Dass es sie gibt oder sie im Gegenteil sehr fehlt, merkt man eigentlich erst, wenn wirklich mal Gäste da sind. Wenn die eigene Behausung zur Herberge nicht nur für einen selbst, sondern auch für andere wird und sich der Blick darauf verändert, weil eine Außenperspektive dazukommt: Wie sieht es denn hier aus? Und warum gibt es da in vielen Einfamilienhäusern und manchen geräumigen Stadtwohnungen diesen einen Raum meist in der Nähe des Eingangs, den die Bewohner selbst kaum je betreten: die Gästetoilette?

◆ AUFGABE
Schreiben Sie den Ausgangstext über die Gästetoilette vollständig und wortgetreu ab.

◆ DATENABSCHNITT
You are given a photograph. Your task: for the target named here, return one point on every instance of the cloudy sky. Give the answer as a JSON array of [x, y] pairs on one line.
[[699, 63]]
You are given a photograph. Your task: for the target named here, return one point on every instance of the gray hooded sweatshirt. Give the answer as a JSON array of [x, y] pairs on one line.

◆ LÖSUNG UNTEN
Dass es sie gibt oder sie im Gegenteil sehr fehlt, merkt man eigentlich erst, wenn wirklich mal Gäste da sind. Wenn die eigene Behausung zur Herberge nicht nur für einen selbst, sondern auch für andere wird und sich der Blick darauf verändert, weil eine Außenperspektive dazukommt: Wie sieht es denn hier aus? Und warum gibt es da in vielen Einfamilienhäusern und manchen geräumigen Stadtwohnungen diesen einen Raum meist in der Nähe des Eingangs, den die Bewohner selbst kaum je betreten: die Gästetoilette?